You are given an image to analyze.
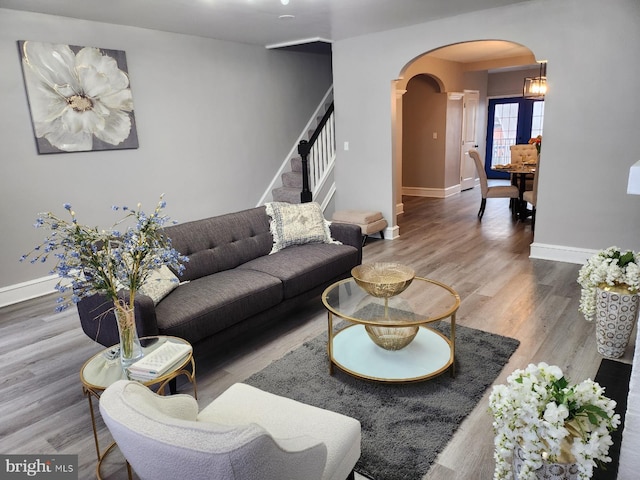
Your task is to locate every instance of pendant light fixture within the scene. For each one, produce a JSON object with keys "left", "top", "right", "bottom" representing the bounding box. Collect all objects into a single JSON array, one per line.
[{"left": 522, "top": 60, "right": 547, "bottom": 98}]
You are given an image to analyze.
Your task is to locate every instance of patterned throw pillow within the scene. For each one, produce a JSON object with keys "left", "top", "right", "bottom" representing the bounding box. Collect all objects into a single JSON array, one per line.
[
  {"left": 138, "top": 265, "right": 180, "bottom": 305},
  {"left": 266, "top": 202, "right": 340, "bottom": 255}
]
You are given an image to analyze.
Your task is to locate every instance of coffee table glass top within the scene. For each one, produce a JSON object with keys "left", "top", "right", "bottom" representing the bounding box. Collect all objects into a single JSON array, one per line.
[{"left": 322, "top": 277, "right": 460, "bottom": 326}]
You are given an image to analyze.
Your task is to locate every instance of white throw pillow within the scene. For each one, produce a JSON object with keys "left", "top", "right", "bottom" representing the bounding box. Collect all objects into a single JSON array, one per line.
[
  {"left": 138, "top": 265, "right": 179, "bottom": 305},
  {"left": 266, "top": 202, "right": 340, "bottom": 254}
]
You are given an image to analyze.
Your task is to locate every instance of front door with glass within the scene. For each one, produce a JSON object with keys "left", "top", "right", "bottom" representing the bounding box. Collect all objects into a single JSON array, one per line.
[{"left": 485, "top": 97, "right": 544, "bottom": 178}]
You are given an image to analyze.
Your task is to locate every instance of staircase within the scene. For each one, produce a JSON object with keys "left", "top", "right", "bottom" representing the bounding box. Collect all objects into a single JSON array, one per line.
[
  {"left": 259, "top": 87, "right": 336, "bottom": 209},
  {"left": 271, "top": 156, "right": 302, "bottom": 203}
]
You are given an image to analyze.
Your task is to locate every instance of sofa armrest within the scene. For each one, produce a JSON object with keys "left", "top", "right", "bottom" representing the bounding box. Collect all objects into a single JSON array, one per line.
[
  {"left": 329, "top": 222, "right": 362, "bottom": 265},
  {"left": 77, "top": 294, "right": 159, "bottom": 347}
]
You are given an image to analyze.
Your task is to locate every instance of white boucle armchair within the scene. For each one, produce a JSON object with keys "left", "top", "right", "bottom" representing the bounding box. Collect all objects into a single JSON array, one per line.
[{"left": 100, "top": 380, "right": 361, "bottom": 480}]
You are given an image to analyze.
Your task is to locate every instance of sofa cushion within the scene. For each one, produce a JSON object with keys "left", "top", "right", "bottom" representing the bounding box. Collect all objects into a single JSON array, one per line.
[
  {"left": 266, "top": 202, "right": 339, "bottom": 254},
  {"left": 156, "top": 269, "right": 283, "bottom": 343},
  {"left": 238, "top": 243, "right": 358, "bottom": 299},
  {"left": 165, "top": 207, "right": 273, "bottom": 281}
]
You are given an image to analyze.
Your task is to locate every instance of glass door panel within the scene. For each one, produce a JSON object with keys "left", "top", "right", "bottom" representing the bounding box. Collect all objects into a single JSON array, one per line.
[
  {"left": 485, "top": 97, "right": 544, "bottom": 178},
  {"left": 491, "top": 102, "right": 520, "bottom": 166}
]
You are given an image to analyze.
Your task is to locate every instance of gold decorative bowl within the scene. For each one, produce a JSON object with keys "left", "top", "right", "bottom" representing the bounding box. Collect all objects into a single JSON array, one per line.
[
  {"left": 351, "top": 262, "right": 416, "bottom": 298},
  {"left": 364, "top": 325, "right": 419, "bottom": 350}
]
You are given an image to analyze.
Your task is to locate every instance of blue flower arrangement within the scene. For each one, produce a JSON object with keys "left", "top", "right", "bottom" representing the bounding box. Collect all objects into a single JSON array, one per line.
[{"left": 20, "top": 196, "right": 189, "bottom": 311}]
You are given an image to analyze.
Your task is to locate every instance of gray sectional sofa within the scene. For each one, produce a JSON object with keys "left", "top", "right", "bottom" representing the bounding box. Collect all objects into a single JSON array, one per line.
[{"left": 77, "top": 206, "right": 362, "bottom": 349}]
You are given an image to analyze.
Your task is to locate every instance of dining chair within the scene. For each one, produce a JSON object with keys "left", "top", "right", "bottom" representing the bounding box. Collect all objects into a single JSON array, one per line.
[
  {"left": 469, "top": 149, "right": 520, "bottom": 220},
  {"left": 522, "top": 160, "right": 540, "bottom": 232}
]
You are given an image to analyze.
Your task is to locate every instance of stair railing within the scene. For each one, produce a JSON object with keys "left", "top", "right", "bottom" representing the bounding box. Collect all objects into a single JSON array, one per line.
[{"left": 298, "top": 102, "right": 336, "bottom": 203}]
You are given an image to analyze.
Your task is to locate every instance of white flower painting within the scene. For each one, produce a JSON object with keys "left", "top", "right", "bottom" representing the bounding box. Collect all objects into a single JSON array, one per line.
[{"left": 18, "top": 41, "right": 138, "bottom": 153}]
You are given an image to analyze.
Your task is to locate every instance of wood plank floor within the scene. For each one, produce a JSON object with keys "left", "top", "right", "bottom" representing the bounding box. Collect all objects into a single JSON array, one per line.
[{"left": 0, "top": 189, "right": 635, "bottom": 480}]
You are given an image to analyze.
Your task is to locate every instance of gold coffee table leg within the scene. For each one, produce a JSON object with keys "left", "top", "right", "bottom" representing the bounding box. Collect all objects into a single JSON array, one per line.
[
  {"left": 327, "top": 312, "right": 333, "bottom": 375},
  {"left": 450, "top": 312, "right": 456, "bottom": 377}
]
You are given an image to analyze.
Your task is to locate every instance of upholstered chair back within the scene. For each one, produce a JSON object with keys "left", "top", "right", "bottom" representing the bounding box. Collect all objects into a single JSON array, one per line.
[{"left": 100, "top": 380, "right": 327, "bottom": 480}]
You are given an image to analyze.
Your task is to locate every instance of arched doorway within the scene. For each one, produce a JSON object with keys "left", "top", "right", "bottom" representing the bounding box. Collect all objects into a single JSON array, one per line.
[{"left": 392, "top": 40, "right": 538, "bottom": 223}]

----

Goal
Starting at the first of the rows and ending at the line containing "Your task is to locate every instance of pendant", output those lines as a Markdown table with columns named Number and Text, skipping any blank lines and leaving out the pictures.

Answer for the task
| Number | Text |
|---|---|
| 1 | You are given an image to analyze. |
| 2 | Your task is to locate every instance of pendant light fixture within the scene. For each one, produce a JSON object with keys "left", "top", "right", "bottom" representing the bounding box. Collect all objects into a single JSON array, one per line. |